═════ Supplied text
Knowing What makes ML training converge
Deepak Kumar
Propelling AI To Reinvent The Future || Mentor|| Leader || Innovator || Machine learning Specialist || Distributed architecture | IoT | Cloud Computing
Why to read this?
An ML algorithm is said to converge (learns) when as the iterations proceed the output gets closer and closer to a specific value. In some circumstances, an algorithm will diverge; its output will undergo larger and larger oscillations, never approaching a useful result.
If you are interested to know about these conditions for convergence, then this document helps.
Technical explanation
Consider an example of a regression model. Say we have N number of data points given, and we want our model to predict the continuous values. With each prediction of model, there is a loss(error) associated with it.
A loss/error is an amount by which real value and predicted value differ. So the basic aim of any model is to minimize this loss/error. In below picture, the algorithm is reducing the loss/error (Note that error values are going down)
Convergence approach
When formulating a problem in machine learning, we need to come up with a loss function. which uses model weights as parameters. Back-propagation starts at an arbitrary point on the error manifold defined by the loss function and with every iteration intends to move closer to a point that minimises error value by updating the weights. Essentially for every possible set of weights the model can have, there is an associated loss for a given loss function, with our goal being to find the minimum point on this manifold.
This approach will lead to gradual reduction of loss as shown in below picture. Note that the loss value is decreasing(notice descending slope) in the below picture.
Convergence methods
Gradient descent approach
Gradient descent is an iterative optimization algorithm used in machine learning to minimize a loss function. The loss function describes how well the model will perform given the current set of parameters (weights and biases), and gradient descent is used to find the best set of parameters.
Gradient descent is slow for large training size. Note that it uses all training data for calculating the loss.
Stochastic gradient descent
Stochastic gradient descent is a very popular and common algorithm used in various Machine Learning algorithms, most importantly forms the basis of Neural Networks. A neural network model is trained using the stochastic gradient descent optimisation algorithm and weights are updated using the back-propagation of error algorithm.
══════════
═════ Given information
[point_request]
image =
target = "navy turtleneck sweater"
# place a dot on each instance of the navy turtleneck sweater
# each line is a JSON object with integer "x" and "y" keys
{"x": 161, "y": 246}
══════════
Description of the task
According to the article on what makes ML training converge, what does a loss function use as its parameters?

Answer to this problem
It uses the model weights as its parameters.